Copy the records below word for word, from the line with "After reviewing this photo, confirm whether any white paper" to the line with "[51,53,61,70]", including both of those lines.

==================================================

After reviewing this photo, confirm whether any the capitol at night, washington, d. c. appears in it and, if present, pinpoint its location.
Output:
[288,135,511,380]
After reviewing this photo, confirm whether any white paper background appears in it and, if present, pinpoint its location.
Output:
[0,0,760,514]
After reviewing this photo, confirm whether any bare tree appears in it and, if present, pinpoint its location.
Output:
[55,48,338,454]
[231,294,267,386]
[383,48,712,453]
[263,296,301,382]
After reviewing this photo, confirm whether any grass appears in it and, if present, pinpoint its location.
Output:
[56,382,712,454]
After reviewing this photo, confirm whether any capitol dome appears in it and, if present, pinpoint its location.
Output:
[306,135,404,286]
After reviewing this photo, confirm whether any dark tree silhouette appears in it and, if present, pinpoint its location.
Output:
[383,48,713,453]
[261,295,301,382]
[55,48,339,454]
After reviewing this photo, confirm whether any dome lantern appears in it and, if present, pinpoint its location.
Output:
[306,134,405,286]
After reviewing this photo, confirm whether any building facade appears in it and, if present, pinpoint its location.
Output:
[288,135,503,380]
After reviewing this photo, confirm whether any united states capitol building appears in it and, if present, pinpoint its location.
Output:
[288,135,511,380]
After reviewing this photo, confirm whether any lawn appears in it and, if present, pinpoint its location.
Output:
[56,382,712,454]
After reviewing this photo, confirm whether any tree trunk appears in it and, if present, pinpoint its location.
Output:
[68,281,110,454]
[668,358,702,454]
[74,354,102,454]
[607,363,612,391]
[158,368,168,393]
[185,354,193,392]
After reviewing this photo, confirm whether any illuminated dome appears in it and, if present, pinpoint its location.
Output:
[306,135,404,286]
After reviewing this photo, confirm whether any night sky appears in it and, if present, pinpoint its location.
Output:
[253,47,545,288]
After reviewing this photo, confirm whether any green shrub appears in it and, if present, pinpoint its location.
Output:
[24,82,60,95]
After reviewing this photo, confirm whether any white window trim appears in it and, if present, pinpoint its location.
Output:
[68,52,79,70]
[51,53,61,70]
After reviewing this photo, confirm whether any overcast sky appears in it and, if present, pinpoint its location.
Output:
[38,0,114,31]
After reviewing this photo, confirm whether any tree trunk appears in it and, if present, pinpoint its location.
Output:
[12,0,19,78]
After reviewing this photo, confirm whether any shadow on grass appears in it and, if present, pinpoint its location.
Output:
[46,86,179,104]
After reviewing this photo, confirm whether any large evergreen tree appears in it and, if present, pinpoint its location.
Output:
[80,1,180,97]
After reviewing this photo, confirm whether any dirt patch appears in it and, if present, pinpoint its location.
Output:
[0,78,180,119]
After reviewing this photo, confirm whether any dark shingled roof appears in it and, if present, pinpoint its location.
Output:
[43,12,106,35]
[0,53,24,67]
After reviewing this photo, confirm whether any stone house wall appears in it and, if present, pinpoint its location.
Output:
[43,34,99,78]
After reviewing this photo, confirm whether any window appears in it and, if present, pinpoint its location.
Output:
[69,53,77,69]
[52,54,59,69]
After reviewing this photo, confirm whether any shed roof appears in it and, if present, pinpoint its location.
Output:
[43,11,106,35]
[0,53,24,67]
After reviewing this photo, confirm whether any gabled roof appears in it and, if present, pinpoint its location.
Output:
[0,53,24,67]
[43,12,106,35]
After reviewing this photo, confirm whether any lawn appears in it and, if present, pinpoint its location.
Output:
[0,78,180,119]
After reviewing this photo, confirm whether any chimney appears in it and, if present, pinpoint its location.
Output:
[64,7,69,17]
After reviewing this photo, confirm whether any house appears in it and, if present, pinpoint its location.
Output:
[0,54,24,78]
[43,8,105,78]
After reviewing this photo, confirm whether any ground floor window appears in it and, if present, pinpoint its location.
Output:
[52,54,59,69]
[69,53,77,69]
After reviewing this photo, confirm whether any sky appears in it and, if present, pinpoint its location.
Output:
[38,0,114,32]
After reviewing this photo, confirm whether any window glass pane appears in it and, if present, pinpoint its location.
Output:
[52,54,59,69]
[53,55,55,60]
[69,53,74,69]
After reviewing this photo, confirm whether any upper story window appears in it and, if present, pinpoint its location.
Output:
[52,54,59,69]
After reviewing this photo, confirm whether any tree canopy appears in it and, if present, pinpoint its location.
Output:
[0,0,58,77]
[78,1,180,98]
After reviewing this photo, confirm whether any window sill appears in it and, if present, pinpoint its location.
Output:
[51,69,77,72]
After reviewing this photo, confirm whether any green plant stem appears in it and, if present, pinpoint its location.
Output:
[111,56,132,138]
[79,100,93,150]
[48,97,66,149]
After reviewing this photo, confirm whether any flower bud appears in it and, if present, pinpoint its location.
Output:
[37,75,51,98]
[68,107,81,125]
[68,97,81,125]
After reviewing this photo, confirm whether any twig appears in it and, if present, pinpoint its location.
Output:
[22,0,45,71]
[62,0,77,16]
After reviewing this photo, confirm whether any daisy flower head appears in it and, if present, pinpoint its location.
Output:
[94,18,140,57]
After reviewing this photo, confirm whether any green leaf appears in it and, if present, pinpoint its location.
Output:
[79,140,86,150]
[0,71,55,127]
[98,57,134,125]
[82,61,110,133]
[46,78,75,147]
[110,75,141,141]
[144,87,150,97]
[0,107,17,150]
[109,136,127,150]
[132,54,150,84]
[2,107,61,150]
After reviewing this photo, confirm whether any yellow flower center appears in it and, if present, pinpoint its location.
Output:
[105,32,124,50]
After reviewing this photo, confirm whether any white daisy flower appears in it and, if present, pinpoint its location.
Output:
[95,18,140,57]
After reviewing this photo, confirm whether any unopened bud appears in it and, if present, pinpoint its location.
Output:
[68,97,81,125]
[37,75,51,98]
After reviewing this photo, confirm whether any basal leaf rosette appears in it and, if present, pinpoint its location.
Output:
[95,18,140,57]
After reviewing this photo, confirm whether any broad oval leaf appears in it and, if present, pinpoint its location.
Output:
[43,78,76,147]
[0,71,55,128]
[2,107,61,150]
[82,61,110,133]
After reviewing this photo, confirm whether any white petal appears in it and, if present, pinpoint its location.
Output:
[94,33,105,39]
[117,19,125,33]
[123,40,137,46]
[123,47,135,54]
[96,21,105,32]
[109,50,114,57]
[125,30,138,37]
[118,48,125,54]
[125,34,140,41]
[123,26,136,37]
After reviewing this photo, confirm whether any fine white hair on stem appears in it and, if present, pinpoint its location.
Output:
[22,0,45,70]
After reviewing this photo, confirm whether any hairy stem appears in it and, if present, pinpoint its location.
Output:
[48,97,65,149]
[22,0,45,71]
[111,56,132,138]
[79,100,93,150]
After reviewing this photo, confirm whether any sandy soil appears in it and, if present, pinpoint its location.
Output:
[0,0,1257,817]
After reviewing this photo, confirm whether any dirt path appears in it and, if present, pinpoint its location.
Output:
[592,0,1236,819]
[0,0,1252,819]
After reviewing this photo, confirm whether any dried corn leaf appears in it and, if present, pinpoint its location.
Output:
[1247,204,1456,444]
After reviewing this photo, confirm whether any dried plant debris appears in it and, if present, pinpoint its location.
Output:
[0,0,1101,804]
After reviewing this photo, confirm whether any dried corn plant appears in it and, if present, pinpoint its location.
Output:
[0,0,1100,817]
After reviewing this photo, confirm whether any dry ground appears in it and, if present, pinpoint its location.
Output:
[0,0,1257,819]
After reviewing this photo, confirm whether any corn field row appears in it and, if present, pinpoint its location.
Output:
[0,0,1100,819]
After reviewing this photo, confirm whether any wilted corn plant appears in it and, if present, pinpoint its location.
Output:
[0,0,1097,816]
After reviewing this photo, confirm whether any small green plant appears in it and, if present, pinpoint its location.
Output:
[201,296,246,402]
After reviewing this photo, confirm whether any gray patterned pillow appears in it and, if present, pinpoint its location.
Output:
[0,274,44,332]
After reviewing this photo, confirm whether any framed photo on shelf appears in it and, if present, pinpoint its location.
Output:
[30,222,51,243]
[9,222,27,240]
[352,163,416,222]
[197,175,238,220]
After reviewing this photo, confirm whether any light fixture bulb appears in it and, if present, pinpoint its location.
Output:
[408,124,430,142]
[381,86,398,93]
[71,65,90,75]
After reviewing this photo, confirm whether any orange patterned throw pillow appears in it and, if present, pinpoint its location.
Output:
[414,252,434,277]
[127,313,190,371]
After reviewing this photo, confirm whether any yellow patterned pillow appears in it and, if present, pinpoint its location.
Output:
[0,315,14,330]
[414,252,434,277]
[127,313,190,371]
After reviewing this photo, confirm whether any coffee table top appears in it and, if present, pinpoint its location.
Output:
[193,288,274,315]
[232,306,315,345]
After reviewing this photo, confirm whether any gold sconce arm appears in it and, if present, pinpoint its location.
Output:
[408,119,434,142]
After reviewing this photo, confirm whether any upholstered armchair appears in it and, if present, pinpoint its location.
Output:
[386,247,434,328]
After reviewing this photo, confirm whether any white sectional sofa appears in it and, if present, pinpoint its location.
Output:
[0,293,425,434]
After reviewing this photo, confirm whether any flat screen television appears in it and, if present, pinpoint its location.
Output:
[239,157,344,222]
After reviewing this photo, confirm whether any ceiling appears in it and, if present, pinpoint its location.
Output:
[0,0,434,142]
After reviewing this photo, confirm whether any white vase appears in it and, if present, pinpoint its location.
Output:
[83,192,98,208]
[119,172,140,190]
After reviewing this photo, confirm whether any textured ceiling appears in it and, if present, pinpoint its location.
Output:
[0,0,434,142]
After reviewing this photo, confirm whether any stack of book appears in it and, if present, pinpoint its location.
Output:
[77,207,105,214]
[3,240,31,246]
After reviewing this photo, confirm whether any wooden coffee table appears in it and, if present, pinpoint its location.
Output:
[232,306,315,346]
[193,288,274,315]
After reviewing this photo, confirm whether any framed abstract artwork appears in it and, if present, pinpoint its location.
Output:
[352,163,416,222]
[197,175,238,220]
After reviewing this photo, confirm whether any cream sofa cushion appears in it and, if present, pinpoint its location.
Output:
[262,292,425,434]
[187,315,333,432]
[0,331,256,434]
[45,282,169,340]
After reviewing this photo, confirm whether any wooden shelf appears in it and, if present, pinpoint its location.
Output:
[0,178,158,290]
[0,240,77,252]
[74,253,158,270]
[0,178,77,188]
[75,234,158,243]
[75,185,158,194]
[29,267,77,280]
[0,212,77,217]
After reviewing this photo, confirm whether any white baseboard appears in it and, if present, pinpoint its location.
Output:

==================================================

## Written response:
After reviewing this photo, confirm whether any white paper background appears in it and, if present, pinpoint its location.
Output:
[0,0,760,514]
After reviewing this photo, confirm whether any bare tree appears in it and, if present, pinpoint its location.
Output:
[55,48,338,454]
[231,294,267,386]
[383,48,712,453]
[263,296,301,382]
After reviewing this photo, confirm whether any grass appears in it and, if present, pinpoint its location.
Output:
[56,382,712,454]
After reviewing this photo, confirm whether any capitol dome appears in it and, if present, pinpoint its location.
Output:
[306,135,404,286]
After reviewing this photo, confirm whether any dark tree silhouette appears in it and, if present, pinpoint its location.
Output:
[383,48,713,453]
[261,295,301,382]
[55,48,339,454]
After reviewing this photo, confirm whether any dome lantern appears in it and, if present, pinpoint its location.
Output:
[306,134,405,286]
After reviewing this photo, confirm whether any building facade appears in it and, if present, pinpoint its location.
Output:
[288,135,503,380]
After reviewing this photo, confirm whether any united states capitol building appears in it and, if present, pinpoint its location.
Output:
[288,135,511,380]
After reviewing this photo, confirm whether any lawn appears in it and, if present, pinpoint its location.
Output:
[56,382,712,454]
After reviewing this photo, confirm whether any tree trunk appears in it and, if present, pinpoint its location.
Output:
[68,281,110,454]
[668,358,702,454]
[74,354,102,454]
[607,363,612,391]
[158,368,168,393]
[185,354,193,392]
After reviewing this photo, confirm whether any illuminated dome appears in it and, if present, pinpoint its location.
Output:
[306,135,404,286]
After reviewing this photo, confirm whether any night sky appears in it and, if present, pinpoint its location.
Output:
[253,47,545,288]
After reviewing this photo, confirm whether any green shrub appears in it and, if present, pinpoint its location.
Output:
[24,82,60,95]
After reviewing this photo, confirm whether any white window trim appears in it and, if present, pinpoint its location.
Output:
[68,52,79,70]
[51,53,61,70]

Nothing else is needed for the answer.